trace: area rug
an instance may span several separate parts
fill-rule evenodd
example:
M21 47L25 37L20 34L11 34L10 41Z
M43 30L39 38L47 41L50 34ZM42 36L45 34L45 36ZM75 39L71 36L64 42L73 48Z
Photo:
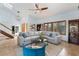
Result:
M46 47L46 55L47 56L57 56L61 50L63 49L62 45L54 45L54 44L48 44Z
M61 46L61 44L54 45L49 43L48 46L46 47L46 56L57 56L62 49L63 47ZM23 56L21 47L17 48L17 56Z

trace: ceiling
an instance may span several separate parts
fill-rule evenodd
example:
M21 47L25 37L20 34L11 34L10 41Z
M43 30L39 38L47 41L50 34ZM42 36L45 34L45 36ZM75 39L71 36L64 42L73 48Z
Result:
M35 16L38 18L47 18L49 16L55 16L60 13L70 12L78 9L78 3L39 3L39 7L48 7L48 10L38 12L29 9L35 9L34 3L10 3L13 8L12 12L17 14L20 11L21 16Z

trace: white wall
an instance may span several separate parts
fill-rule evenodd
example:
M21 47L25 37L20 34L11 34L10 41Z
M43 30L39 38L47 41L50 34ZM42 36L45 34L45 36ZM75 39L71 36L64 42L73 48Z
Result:
M68 41L68 20L74 20L74 19L79 19L79 10L60 13L55 16L51 16L47 19L34 18L33 23L41 24L41 23L46 23L46 22L56 22L56 21L66 20L66 35L62 35L62 40Z
M0 4L0 23L4 24L11 29L12 25L19 25L19 21L16 20L16 15L11 12L8 8ZM5 29L0 25L0 29L9 33L8 29ZM10 32L11 33L11 32Z

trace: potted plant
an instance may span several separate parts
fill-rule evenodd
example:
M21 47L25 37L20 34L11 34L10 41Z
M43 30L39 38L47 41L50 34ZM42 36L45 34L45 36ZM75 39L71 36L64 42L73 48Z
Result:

────────────────

> [TASK TO COMPLETE]: Update all of the material above by replacing every instance of "separate parts" with "disconnected pieces", leaving everything else the same. Leave the pictures out of your answer.

> [RESULT FOR THIS EXERCISE]:
trace: area rug
an instance may span several disconnected pieces
fill-rule evenodd
example:
M21 47L25 37L20 34L11 34L10 41Z
M43 30L39 38L47 41L50 34ZM42 36L45 34L45 36ZM75 39L71 36L64 42L73 48Z
Photo:
Result:
M46 47L46 55L47 56L57 56L61 50L63 49L62 45L54 45L54 44L48 44Z
M61 46L61 44L54 45L49 43L48 46L46 47L46 56L57 56L62 49L63 47ZM23 56L21 47L17 48L17 56Z

trace: ceiling
an instance may span several disconnected pieces
fill-rule evenodd
example:
M21 47L25 37L20 34L11 34L10 41Z
M43 30L39 38L47 41L50 34ZM42 36L45 34L45 36ZM75 39L71 36L64 42L73 48Z
Result:
M35 16L38 18L47 18L49 16L55 16L60 13L70 12L78 9L78 3L39 3L39 7L48 7L48 10L38 12L29 9L35 9L34 3L10 3L13 8L12 12L17 14L20 11L21 16Z

trace: white wall
an instance may span several disconnected pieces
fill-rule evenodd
example:
M21 47L25 37L20 34L11 34L10 41Z
M43 30L39 38L47 41L50 34ZM42 36L45 34L45 36ZM75 39L71 36L64 42L73 48Z
Result:
M68 41L68 20L74 20L74 19L79 19L79 10L60 13L55 16L51 16L47 19L34 18L33 23L41 24L41 23L46 23L46 22L56 22L56 21L66 20L66 35L62 35L62 40Z
M0 4L0 23L4 24L11 29L12 25L19 25L19 21L16 20L16 15L11 12L8 8ZM5 29L0 25L0 29L9 33L8 29ZM10 32L11 33L11 32Z

trace: potted plant
an instance may span several disconnected pieces
fill-rule evenodd
example:
M21 47L25 37L20 34L11 34L10 41Z
M43 30L39 38L47 41L50 34ZM42 36L45 34L45 36ZM75 39L71 36L64 42L73 48Z
Result:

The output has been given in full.